To do: Recast everything from the start of the records below down to the line containing "x=275, y=236", including that line, as a numbered list with blank lines left out.
>> BEGIN Provided data
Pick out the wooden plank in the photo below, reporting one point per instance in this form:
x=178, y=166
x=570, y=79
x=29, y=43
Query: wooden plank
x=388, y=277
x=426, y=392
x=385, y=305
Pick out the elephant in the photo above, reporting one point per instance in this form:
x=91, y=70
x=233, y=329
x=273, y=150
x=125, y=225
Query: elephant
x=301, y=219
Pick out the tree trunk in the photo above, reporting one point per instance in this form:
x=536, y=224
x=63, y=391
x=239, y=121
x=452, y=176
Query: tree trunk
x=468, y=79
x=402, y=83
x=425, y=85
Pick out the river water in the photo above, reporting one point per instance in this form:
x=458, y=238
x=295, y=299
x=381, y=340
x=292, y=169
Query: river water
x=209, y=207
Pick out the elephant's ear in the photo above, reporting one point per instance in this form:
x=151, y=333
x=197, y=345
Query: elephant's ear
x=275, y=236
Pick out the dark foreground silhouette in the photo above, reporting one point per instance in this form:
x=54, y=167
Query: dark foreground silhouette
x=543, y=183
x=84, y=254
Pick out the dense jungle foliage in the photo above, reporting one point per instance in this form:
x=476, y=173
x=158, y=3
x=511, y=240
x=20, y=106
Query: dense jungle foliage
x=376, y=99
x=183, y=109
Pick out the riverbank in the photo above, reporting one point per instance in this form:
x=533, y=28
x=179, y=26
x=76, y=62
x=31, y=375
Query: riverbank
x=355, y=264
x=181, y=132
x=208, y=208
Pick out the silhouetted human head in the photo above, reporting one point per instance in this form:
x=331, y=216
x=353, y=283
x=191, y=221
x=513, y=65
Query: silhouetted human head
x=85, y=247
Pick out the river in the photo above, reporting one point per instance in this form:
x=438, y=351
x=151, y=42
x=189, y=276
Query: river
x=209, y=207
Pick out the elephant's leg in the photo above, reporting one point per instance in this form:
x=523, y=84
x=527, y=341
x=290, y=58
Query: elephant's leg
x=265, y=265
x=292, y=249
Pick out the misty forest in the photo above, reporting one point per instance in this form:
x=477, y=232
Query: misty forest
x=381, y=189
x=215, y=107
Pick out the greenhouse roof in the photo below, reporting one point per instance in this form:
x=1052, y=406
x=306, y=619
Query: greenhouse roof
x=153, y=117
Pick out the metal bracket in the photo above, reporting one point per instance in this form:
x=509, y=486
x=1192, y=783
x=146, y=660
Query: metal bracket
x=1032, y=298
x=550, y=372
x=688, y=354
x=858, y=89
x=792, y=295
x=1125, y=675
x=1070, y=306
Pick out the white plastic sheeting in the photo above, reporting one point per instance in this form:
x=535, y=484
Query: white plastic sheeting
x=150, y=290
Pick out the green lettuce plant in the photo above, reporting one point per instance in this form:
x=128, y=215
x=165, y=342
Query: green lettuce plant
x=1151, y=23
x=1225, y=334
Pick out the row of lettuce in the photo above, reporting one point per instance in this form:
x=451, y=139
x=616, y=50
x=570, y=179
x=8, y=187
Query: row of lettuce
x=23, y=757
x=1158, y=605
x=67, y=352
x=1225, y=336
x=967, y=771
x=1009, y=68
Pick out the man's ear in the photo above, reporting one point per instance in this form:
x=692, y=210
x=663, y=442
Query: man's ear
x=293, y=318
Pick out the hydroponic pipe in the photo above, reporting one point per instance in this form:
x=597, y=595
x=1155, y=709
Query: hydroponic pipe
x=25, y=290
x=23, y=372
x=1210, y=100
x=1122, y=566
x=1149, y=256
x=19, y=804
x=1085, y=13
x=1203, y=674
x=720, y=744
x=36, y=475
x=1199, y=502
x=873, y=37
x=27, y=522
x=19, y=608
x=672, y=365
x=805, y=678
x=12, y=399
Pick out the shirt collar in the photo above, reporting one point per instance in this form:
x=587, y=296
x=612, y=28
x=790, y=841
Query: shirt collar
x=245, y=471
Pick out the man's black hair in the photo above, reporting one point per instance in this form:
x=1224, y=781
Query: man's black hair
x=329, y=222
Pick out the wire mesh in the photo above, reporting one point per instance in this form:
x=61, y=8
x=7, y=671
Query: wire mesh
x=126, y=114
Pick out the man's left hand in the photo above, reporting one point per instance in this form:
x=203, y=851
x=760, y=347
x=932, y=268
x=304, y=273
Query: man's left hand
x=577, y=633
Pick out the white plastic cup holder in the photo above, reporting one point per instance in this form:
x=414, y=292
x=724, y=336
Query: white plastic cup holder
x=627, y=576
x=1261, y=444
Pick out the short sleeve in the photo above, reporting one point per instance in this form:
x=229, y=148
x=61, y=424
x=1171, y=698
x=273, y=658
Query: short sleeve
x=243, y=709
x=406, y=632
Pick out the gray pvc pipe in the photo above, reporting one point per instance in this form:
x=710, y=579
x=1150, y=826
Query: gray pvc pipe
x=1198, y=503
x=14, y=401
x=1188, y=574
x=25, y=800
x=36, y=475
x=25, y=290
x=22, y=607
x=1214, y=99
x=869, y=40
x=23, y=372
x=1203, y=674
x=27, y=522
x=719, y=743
>> END Provided data
Solution to this task:
1. Pick out the wooden plank in the photo below, reporting one point per instance in this form:
2. x=178, y=166
3. x=570, y=79
4. x=29, y=43
5. Query: wooden plank
6. x=388, y=277
7. x=426, y=392
8. x=385, y=305
9. Pick out the elephant in the photo above, reporting one point per instance in this form:
10. x=91, y=70
11. x=233, y=329
12. x=273, y=150
13. x=125, y=225
14. Query: elephant
15. x=301, y=219
16. Pick out the tree trunk in the photo above, reporting one point per instance in this form:
17. x=536, y=224
18. x=63, y=391
19. x=239, y=121
20. x=452, y=176
21. Query: tree trunk
22. x=468, y=79
23. x=402, y=83
24. x=425, y=85
25. Pick out the river water in the photo above, reporting one point per instance in this form:
26. x=458, y=238
27. x=295, y=299
28. x=381, y=340
29. x=292, y=169
30. Query: river water
31. x=209, y=207
32. Pick out the elephant's ear in the photo above, reporting one point per instance in this form:
33. x=151, y=333
34. x=197, y=345
35. Query: elephant's ear
36. x=275, y=236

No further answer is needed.